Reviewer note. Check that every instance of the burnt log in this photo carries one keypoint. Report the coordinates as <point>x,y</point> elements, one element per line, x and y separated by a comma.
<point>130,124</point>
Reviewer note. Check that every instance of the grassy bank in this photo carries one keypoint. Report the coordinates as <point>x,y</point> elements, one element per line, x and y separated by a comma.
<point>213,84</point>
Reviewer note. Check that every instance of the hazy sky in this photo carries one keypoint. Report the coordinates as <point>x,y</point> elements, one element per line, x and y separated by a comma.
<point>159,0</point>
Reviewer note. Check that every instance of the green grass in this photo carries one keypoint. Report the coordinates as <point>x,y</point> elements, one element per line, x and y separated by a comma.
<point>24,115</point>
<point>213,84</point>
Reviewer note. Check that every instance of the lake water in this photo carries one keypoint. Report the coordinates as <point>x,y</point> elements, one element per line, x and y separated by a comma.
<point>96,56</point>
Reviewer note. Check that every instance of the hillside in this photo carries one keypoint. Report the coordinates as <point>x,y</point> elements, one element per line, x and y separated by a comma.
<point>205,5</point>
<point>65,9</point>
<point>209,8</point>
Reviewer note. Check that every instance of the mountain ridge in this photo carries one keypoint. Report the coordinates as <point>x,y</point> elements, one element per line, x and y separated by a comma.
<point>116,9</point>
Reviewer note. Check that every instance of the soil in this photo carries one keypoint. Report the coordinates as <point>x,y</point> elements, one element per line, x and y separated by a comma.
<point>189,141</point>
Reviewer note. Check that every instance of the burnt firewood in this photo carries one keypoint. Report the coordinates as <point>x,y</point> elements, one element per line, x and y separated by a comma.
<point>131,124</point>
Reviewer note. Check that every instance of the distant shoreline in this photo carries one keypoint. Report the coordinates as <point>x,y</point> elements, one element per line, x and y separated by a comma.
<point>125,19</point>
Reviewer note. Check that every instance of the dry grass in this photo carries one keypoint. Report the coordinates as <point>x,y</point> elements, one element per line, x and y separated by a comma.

____

Reproduce all of the records above verbatim, line by line and in their original order.

SOLUTION TO THE PROBLEM =
Reviewer note. Check that every instance of the burnt log in this photo carries one keypoint. Report the coordinates as <point>x,y</point> elements, one element per line, x and y separated by a comma.
<point>130,124</point>
Reviewer note. Check that every instance of the grassy bank in this photo carries one keypoint. Report the coordinates as <point>x,y</point> elements, one element per line, x and y separated by a comma.
<point>213,84</point>
Reviewer note. Check that every instance of the hazy sky in this photo carries one keypoint. Report the coordinates as <point>x,y</point> elements, one element per line, x and y separated by a comma.
<point>159,0</point>
Reviewer note. Check that every instance of the green grass in this photo carries one keypoint. Report the coordinates as <point>x,y</point> elements, one element per line, x and y separated by a comma.
<point>24,115</point>
<point>213,84</point>
Reviewer note. Check that every instance of the lake water in this photo carries one keypoint. Report the coordinates as <point>x,y</point> elements, one element per line, x and y separated by a comma.
<point>96,56</point>
Reviewer note. Check that every instance of the hillside in this photo carries one keypoint. Report the coordinates as <point>x,y</point> elements, one element per line, x and y separated by a comma.
<point>205,5</point>
<point>65,9</point>
<point>209,8</point>
Reviewer note. Check that every instance of the mountain ridge in this photo carries one keypoint. Report the coordinates as <point>x,y</point> elements, one element per line, x and y separated by a comma.
<point>116,9</point>
Reviewer note. Check that every instance of the soil in this photo carries one keypoint. Report the coordinates as <point>x,y</point> elements, one element per line, x and y separated by a comma.
<point>189,141</point>
Reviewer note. Check that every instance of the burnt firewood in this photo carries one keypoint. Report the coordinates as <point>x,y</point> elements, one element per line, x and y separated by a comma.
<point>131,124</point>
Reviewer note. Check that every instance of the distant shoreline in this photo carries one keypoint. Report the coordinates as <point>x,y</point> elements, one element per line, x and y separated by a comma.
<point>125,19</point>
Reviewer note. Check that every instance of the dry grass in this photo carries one keypoint. Report the coordinates as <point>x,y</point> elements, one element per line, x and y separated by a comma.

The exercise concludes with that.